* [Exercise aim] Please copy each line in the records below that contains the string "clicks".

*** Extracted entries Section Begins ***

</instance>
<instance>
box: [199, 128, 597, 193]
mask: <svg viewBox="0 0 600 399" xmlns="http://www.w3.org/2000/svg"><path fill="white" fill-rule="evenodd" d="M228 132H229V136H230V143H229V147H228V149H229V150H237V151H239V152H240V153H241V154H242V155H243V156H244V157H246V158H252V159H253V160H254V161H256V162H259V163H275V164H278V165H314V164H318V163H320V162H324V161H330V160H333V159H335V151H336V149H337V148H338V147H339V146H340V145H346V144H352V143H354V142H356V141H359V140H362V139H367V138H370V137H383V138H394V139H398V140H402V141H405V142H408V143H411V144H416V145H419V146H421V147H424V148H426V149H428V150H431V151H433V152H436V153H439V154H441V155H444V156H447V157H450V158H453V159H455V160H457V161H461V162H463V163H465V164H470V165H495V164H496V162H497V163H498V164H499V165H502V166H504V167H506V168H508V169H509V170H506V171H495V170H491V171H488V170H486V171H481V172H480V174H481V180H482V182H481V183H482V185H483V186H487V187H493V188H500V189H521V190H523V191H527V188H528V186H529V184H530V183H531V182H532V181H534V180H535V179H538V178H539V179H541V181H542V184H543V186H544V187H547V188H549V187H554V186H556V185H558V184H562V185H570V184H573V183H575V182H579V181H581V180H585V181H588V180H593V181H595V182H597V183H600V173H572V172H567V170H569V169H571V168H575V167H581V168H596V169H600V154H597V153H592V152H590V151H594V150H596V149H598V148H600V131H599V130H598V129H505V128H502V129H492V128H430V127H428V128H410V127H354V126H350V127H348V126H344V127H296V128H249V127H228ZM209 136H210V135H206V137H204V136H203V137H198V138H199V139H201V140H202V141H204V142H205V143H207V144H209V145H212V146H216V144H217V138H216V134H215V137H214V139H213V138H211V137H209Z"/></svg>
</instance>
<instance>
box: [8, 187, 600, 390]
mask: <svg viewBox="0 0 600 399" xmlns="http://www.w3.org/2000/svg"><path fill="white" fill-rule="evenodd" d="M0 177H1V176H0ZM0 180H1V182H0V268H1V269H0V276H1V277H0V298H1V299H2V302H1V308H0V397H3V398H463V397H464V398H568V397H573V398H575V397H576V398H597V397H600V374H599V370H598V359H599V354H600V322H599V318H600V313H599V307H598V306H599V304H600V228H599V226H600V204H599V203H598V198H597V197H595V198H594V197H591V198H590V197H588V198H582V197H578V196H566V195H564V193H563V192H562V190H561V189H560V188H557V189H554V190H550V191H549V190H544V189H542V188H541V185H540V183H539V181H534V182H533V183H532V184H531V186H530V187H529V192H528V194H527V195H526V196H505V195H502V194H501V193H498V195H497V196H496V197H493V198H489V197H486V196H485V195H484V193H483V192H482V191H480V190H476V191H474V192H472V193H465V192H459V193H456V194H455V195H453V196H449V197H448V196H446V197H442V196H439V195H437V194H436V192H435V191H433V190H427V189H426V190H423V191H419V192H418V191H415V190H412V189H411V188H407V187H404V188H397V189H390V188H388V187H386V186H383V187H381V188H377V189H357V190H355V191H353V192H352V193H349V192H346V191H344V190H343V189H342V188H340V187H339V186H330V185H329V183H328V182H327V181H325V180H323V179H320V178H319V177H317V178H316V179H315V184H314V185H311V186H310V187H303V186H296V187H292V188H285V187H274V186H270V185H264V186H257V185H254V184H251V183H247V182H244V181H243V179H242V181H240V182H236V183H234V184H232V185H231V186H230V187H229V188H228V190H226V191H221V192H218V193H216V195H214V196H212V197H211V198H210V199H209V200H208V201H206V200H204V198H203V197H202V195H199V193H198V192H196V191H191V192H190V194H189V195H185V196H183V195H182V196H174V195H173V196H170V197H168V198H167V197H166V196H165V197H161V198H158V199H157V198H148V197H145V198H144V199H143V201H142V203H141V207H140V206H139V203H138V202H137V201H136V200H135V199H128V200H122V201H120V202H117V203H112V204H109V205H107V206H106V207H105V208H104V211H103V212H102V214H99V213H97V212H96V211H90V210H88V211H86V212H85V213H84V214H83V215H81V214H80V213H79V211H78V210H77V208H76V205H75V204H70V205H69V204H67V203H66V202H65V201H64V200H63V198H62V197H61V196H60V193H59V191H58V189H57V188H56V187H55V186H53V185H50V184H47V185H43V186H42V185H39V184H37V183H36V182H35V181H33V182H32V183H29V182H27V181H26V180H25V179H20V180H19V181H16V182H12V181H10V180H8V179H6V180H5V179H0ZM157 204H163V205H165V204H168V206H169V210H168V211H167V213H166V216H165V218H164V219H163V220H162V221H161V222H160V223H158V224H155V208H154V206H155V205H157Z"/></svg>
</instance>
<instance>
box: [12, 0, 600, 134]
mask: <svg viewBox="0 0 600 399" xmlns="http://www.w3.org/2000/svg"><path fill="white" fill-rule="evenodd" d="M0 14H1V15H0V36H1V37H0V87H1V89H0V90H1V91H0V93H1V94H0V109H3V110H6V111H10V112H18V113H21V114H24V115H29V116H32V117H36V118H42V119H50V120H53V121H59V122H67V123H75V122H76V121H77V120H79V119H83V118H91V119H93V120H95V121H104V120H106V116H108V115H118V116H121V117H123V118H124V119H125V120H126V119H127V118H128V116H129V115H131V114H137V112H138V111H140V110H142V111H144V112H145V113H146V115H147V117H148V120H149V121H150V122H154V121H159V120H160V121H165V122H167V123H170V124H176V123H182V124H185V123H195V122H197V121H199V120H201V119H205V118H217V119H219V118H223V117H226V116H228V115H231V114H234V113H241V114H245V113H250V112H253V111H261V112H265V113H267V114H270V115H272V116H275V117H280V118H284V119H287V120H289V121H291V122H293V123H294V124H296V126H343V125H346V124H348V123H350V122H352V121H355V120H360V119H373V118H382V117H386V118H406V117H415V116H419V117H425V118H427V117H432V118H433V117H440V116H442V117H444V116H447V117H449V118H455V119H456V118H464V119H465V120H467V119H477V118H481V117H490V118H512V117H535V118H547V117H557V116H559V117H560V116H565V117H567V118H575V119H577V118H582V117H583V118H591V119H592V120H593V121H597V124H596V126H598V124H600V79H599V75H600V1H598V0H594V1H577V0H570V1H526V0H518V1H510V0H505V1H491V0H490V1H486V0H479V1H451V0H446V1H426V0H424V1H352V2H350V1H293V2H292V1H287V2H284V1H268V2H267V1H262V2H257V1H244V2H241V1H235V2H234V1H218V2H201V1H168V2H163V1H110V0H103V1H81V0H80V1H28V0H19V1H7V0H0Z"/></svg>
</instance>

*** Extracted entries Section Ends ***
*** Extracted entries Section Begins ***

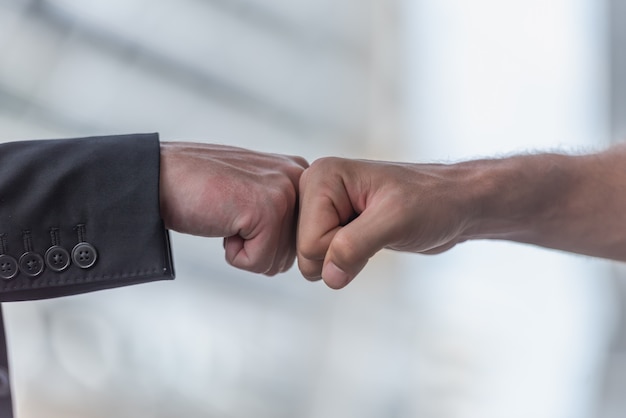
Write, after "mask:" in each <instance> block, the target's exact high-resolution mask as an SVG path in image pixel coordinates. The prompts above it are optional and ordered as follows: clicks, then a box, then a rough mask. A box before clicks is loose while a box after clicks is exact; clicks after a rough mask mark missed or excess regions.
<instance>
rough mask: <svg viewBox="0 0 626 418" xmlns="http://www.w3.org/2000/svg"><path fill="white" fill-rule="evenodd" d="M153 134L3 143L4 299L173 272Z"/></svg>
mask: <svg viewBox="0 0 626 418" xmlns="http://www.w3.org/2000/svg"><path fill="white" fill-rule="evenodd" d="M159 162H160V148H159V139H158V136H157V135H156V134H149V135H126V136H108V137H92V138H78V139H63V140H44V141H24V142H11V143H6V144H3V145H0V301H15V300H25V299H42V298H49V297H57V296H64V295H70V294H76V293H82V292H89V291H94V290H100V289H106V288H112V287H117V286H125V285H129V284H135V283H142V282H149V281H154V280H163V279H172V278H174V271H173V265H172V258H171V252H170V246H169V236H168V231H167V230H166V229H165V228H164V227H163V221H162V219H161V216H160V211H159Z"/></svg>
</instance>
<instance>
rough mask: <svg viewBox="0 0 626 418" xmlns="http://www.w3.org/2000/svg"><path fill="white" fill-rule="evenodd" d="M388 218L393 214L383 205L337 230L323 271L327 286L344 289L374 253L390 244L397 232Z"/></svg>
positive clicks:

*** Extracted entries Section Ends ***

* [Output]
Write, after "mask:" in each <instance> block, the target's exact high-resolution mask as an SVG path in image pixel coordinates. The prompts above it are optional and ordered as follows: clicks, then a box, then a rough mask. A box before clicks is loose while a box after clicks is exact; clicks after a rough mask mark missed or excess regions.
positive clicks:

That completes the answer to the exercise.